**THE EXERCISE**.
Reproduce every one of the rows below, word for word and in the same order.

**INFORMATION PROVIDED**.
*-*-*

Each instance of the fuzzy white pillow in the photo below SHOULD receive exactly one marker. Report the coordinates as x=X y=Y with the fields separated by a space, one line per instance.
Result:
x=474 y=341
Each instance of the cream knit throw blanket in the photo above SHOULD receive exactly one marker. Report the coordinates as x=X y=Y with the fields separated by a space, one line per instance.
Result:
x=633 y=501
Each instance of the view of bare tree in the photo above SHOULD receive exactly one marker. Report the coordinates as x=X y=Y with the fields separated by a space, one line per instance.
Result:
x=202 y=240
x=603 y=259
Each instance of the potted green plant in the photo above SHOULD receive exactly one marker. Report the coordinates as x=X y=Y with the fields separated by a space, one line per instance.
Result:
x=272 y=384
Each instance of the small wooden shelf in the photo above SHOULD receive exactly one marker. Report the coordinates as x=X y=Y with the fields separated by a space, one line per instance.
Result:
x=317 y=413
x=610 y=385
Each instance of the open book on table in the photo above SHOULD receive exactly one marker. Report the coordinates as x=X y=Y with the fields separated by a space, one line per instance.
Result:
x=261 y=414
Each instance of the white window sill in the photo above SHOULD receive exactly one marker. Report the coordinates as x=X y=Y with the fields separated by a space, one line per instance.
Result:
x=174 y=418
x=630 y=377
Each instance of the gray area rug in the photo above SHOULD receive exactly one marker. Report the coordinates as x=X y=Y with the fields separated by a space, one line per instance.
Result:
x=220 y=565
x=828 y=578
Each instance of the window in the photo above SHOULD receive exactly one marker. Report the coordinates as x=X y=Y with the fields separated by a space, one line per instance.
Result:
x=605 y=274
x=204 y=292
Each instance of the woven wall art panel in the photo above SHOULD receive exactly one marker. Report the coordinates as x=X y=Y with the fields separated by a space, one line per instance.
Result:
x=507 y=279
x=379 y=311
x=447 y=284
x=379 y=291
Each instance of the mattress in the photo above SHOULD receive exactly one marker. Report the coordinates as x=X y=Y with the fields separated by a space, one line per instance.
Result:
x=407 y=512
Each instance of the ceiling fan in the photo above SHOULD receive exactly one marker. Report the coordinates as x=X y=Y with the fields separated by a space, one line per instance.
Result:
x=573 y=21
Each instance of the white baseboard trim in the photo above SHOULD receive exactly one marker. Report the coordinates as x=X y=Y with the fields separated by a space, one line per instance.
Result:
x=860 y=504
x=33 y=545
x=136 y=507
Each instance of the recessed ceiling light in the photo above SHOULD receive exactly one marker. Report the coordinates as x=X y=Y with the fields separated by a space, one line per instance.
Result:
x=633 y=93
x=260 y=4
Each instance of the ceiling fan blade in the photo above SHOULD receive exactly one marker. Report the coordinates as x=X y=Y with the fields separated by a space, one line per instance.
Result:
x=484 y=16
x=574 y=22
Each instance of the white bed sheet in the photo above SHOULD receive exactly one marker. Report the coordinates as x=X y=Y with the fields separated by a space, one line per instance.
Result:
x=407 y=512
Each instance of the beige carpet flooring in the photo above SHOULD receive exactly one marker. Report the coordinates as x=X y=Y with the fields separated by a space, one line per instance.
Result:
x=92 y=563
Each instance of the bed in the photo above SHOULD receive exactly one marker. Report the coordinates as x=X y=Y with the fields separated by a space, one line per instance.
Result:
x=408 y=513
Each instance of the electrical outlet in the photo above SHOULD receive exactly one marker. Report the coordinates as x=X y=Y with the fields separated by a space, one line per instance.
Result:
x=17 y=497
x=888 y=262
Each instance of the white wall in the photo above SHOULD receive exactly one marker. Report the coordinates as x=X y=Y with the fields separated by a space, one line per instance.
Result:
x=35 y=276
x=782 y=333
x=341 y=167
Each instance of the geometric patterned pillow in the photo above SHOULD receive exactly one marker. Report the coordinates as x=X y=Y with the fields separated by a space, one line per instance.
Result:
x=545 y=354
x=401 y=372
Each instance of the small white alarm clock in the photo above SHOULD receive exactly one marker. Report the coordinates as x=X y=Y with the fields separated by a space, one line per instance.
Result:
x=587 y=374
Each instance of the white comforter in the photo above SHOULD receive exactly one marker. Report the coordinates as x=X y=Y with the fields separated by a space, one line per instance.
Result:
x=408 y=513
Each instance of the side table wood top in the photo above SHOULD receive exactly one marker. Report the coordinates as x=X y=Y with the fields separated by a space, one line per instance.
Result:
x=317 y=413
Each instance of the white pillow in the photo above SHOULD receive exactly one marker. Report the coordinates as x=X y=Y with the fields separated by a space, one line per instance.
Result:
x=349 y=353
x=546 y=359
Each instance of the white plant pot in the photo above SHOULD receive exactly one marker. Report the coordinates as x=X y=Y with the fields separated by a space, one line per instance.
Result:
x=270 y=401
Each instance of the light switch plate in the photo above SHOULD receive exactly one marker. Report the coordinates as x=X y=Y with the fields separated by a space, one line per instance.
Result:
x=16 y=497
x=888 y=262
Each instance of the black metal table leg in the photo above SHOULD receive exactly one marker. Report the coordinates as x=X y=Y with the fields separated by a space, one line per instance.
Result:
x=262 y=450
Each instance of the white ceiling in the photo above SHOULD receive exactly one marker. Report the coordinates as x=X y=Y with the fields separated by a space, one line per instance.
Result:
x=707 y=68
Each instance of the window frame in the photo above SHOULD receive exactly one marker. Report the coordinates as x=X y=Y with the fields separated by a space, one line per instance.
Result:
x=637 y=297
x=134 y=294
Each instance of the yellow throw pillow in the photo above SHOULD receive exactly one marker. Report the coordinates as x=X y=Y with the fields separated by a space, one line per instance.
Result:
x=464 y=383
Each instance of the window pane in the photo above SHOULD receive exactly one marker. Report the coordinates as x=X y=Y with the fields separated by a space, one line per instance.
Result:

*-*-*

**THE OUTPUT**.
Each instance of the fuzzy white pillow in the photo below SHOULD receive exactly one marker. Report the coordinates as x=X y=Y with the fields separated by a space, one line per instance.
Result:
x=474 y=341
Each instance of the cream knit throw blanket in the photo above SHOULD receive exactly one marker. Report the coordinates as x=X y=Y with the fields separated by a space, one line per instance.
Result:
x=633 y=501
Each instance of the view of bare tree in the photo above SHOULD receive exactly one marker. Report the coordinates as x=X y=Y with the fields separated by a space, one line per instance.
Result:
x=202 y=240
x=603 y=259
Each instance of the potted green plant in the photo above SHOULD receive exactly one marker. Report the coordinates as x=X y=Y with the fields separated by a space, one line per instance.
Result:
x=272 y=384
Each instance of the small wooden shelf in the photo above SHOULD receive exactly one marker. Report the coordinates as x=X y=Y with the fields separated by a space, one line per instance.
Result:
x=317 y=413
x=610 y=385
Each instance of the open book on table in the photo above SHOULD receive exactly one marker. Report the coordinates as x=X y=Y with the fields separated by a space, one line per instance.
Result:
x=261 y=414
Each instance of the white window sill in the photo above SHOULD receive exactly one marker. Report the coordinates as x=X y=Y with the fields separated by a space, one line per instance.
Result:
x=174 y=418
x=630 y=377
Each instance of the gray area rug in the photo above SHOULD receive exactly one marker. Report the coordinates as x=X y=Y with the fields separated by a space, one line per instance.
Result:
x=220 y=565
x=828 y=578
Each instance of the window in the photo above SHOULD receive exactly one marker. Report the coordinates as x=X y=Y with the fields separated by a space, one line per instance.
Result:
x=605 y=274
x=204 y=292
Each instance of the woven wall art panel in the photo above SHOULD receive exactly one marker. Report the coordinates as x=X y=Y with the fields separated by a space, one line per instance.
Result:
x=507 y=279
x=379 y=311
x=447 y=284
x=379 y=291
Each instance of the mattress in the photo above SHOULD receive exactly one marker. Report the coordinates as x=X y=Y with the fields separated by a space, one line per instance.
Result:
x=407 y=512
Each instance of the ceiling fan in the photo above SHOULD receive exactly one marker. Report the coordinates as x=X y=Y with the fields separated by a space, one line per instance.
Result:
x=573 y=21
Each instance of the white baseboard trim in the photo above SHOULD receive exactly one marker. Report the coordinates as x=X y=Y with the fields separated by a space, one line per instance.
Result:
x=860 y=504
x=33 y=545
x=136 y=507
Each instance of the recessed ceiling light in the photo above SHOULD receive exactly one marker. Report the coordinates as x=X y=Y with the fields separated by a space, one line per instance.
Result:
x=633 y=93
x=260 y=4
Each instance of the ceiling fan blade in the photo above SHOULD receive exactly one marker. Report the coordinates as x=X y=Y with the fields separated by a space, one line per instance.
Result:
x=484 y=16
x=574 y=22
Each instance of the white bed sheet in the photo above SHOULD receive exactly one marker. Report the coordinates as x=X y=Y with the fields separated by a space, one line per instance.
Result:
x=407 y=512
Each instance of the beige carpet flooring in the photo above SHOULD receive exactly one marker. Report the coordinates as x=X y=Y with the fields separated by a space, one line per instance.
Result:
x=92 y=563
Each instance of the bed in the photo above SHOULD receive exactly one marker. Report the coordinates as x=X y=Y with the fields separated by a space, one line per instance.
Result:
x=408 y=513
Each instance of the electrical outlet in the photo above SHOULD receive exactly one marker. Report the coordinates as x=X y=Y with the fields separated by a space, one line per instance.
Result:
x=17 y=497
x=888 y=262
Each instance of the white wall in the photo above SHOULD receive exactly one marker. Report the coordinates as x=X y=Y with the fields separated by a space, one line per instance.
Result:
x=35 y=276
x=782 y=333
x=341 y=167
Each instance of the geometric patterned pillow in the photo above SHOULD receive exactly one marker. Report the coordinates as x=X y=Y with the fields separated by a space, one line per instance.
Result:
x=545 y=354
x=401 y=372
Each instance of the small white alarm clock in the photo above SHOULD receive exactly one marker. Report the coordinates as x=X y=Y with the fields separated by a space, one line per instance.
Result:
x=587 y=374
Each instance of the white comforter in the photo above SHOULD receive exactly one marker. Report the coordinates as x=X y=Y with the fields separated by a space, one line per instance.
Result:
x=408 y=513
Each instance of the side table wood top in the photo above SHOULD receive exactly one marker. Report the coordinates as x=X y=Y with the fields separated by a space, one line per instance.
Result:
x=317 y=413
Each instance of the white pillow in the photo above SHOULD receive exactly one marker. Report the coordinates as x=X y=Y with the fields separated by a space, one line per instance.
Result:
x=349 y=353
x=546 y=359
Each instance of the white plant pot in the photo above SHOULD receive exactly one marker. Report the coordinates as x=X y=Y with the fields separated by a space, one line per instance.
Result:
x=270 y=401
Each instance of the light switch plate in the photo above SHOULD receive exactly one marker. Report the coordinates as x=X y=Y with the fields separated by a space, one line per instance.
Result:
x=16 y=497
x=888 y=262
Each instance of the black metal table leg in the photo above SHOULD receive exactly one marker. Report the coordinates as x=X y=Y with the fields separated by a space, one line per instance.
Result:
x=262 y=450
Each instance of the white ceiling in the photo above SHOULD receive exactly one marker. Report the coordinates as x=X y=Y with the fields separated by a space, one line per instance.
Result:
x=707 y=68
Each instance of the window frame in the photo above SHOULD receive exactly one marker. Report the coordinates as x=X y=Y with the fields separated by a space, one line per instance.
Result:
x=637 y=297
x=134 y=294
Each instance of the yellow throw pillow in the photo above SHOULD receive exactly one marker. Report the coordinates as x=X y=Y with the fields separated by a space, one line per instance.
Result:
x=464 y=383
Each instance of the window pane in the photo above SHOULD receive exactly one marker. Report the coordinates as x=X y=Y with the fields separated by a space, one line per instance.
Result:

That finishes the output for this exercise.